** Extract **
=====
As the celebrations die down, and the ticker tape is cleared away, the political reality of Barak Obama's transition is becoming clearer. Pundits argue with some accuracy that President-elect Obama will enter office with a daunting in-tray, perhaps as tough a set of problems as any new leader has faced since FDR. Two unresolved wars, a financial crisis, an economic slump, an unstable trade deficit and large portions of US debt owned by China and other countries, not exactly top of the US's Christmas list, are just some of the challenges the new administration has to look forward to. However, he faces these challenges with a level of goodwill internationally that has no recent comparison.
After years when even committed Atlanticists have nervously tried to keep their distance from a politically toxic Bush Administration, with British ministers such as Lord Malloch Brown announced that the incoming Brown Government would be 'no longer joined at the hip' to the Americans, politicians from around the world are now jostling to stand as close as possible to the President-elect.
One of Obama's first challenges is to translate his political capital into European troops on the ground in Afghanistan where he is committed to a 'surge'-like policy of increased troop deployment and political engagement of Pashtun groups previously sympathetic to the Taliban. This at a time when there are growing calls for the deployment of an EU force in the DRC and with the countries who have already made significant deployments such as Britain are facing overstretch.
=====
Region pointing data
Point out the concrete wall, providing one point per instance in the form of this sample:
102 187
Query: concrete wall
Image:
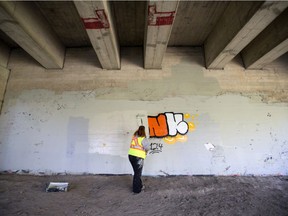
81 119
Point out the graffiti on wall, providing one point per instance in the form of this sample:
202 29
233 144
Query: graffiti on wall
100 21
172 127
155 147
156 18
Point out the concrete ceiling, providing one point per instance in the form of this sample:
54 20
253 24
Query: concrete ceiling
196 23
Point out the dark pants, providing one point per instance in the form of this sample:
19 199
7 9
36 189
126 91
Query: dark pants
137 164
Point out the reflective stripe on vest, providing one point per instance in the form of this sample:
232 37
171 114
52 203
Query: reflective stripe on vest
136 148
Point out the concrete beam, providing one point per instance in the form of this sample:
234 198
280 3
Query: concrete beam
160 17
4 54
268 45
4 72
23 22
98 21
240 24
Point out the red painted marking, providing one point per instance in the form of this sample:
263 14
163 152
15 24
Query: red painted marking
159 18
98 22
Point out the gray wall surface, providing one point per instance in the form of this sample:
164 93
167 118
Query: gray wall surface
81 119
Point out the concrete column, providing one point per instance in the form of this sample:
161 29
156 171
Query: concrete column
4 72
239 25
159 22
268 45
98 21
23 22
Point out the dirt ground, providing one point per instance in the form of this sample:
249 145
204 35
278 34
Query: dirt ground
170 195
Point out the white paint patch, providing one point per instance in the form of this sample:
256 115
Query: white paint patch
209 146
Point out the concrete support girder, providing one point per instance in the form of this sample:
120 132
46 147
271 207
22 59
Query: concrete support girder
159 22
268 45
23 22
239 25
98 21
4 72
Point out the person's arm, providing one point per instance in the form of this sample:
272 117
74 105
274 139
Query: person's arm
146 144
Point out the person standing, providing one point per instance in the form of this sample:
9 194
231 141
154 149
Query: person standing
137 153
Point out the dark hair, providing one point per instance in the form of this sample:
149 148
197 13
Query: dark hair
=====
** Work required **
Continue the text on Obama's incoming challenges from the point where it stops. The lines above are separate material, unrelated to the text.

** Answer section **
Similarly, following the inconclusive G20 talks, there will be the need for the new US administration to take a leading role in coordinating the fiscal stimulus packages and overhaul the global financial architecture. This will involve swiftly building a strong working relationship with Gordon Brown who has taken unofficial leadership of the global response to the crisis as Bush fades away. Promisingly, Obama and Brown share favourite tools. Obama's pledge to cut taxes for 95% of Americans by reversing Bush's tax cuts, likely to form the major plank of any Obama fiscal stimulus, will in fact largely be driven by tax credits, the Clintonian mechanism heavily favoured by the Prime Minister.
The choices Obama makes on his economic team will be critical not only to the response to the economic and financial crises. The protectionist language used on the campaign trail by Obama and his fellow Democrats have given some cause for concern that the US may seek to pull up the drawbridge in an attempt to save US jobs. While there is likely to be a cooling of support for free trade, particularly in light of the current economic situation, the centrist track records of all names floating for senior roles at Treasury or on the Council of Economic Advisors such as Tim Geithner, Jamie Dimon, Larry Summers, Robert Rubin and Paul Volker would suggest that a radical retrenchment is unlikely.
Similarly the international community will hope that the Poznan Climate Change Conference in December marks the swan song of an obstructionist US position on climate change and that the incoming administration will join the race to a final deal to replace the Kyoto Protocol at next winter's Copenhagen Summit. It has yet to be seen if the economic crisis will limit some of Obama's ambitions for tackling climate change but there are encouraging signs in some of the strangest places. The proposed $25 billion bailout for the motor industry would be tied by Democrats to helping the US car giants to develop new fuel efficient vehicles, looks like an example of how Obama will try to use fiscal stimuli to support the development of green technology as well as kick start the economy.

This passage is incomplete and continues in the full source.